Say how many lines in the records contain "instance". The reply must consist of the number alone.

*** INFORMATION ***

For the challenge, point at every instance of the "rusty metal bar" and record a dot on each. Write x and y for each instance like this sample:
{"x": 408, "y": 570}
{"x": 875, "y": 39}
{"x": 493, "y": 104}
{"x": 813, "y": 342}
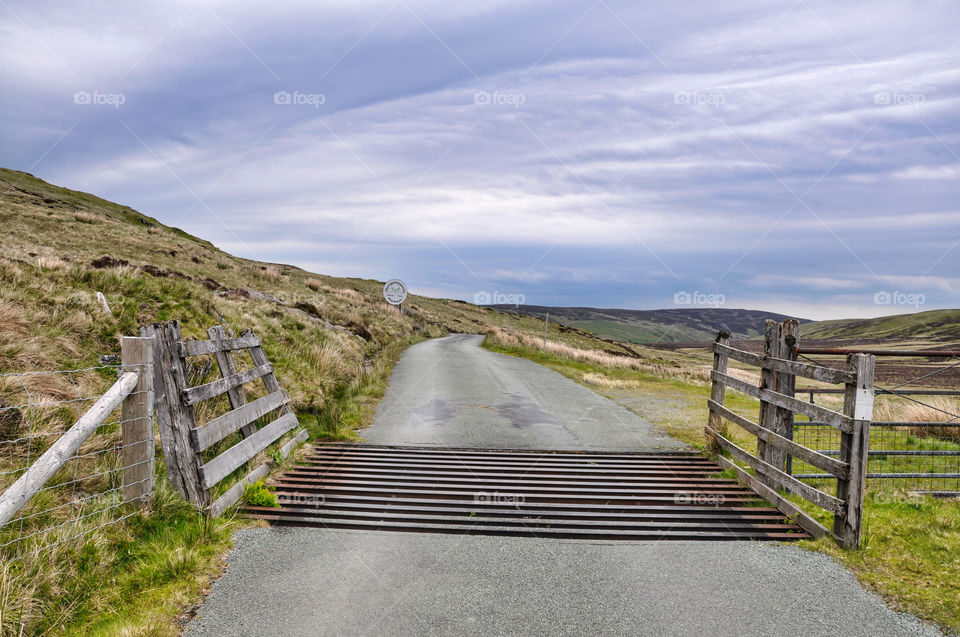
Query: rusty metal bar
{"x": 617, "y": 496}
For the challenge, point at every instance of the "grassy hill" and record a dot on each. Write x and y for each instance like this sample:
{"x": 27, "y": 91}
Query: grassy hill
{"x": 654, "y": 326}
{"x": 332, "y": 342}
{"x": 934, "y": 326}
{"x": 59, "y": 247}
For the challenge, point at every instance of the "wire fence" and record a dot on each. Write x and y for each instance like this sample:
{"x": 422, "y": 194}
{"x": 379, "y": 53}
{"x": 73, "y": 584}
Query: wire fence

*** End of INFORMATION ***

TASK RESULT> 3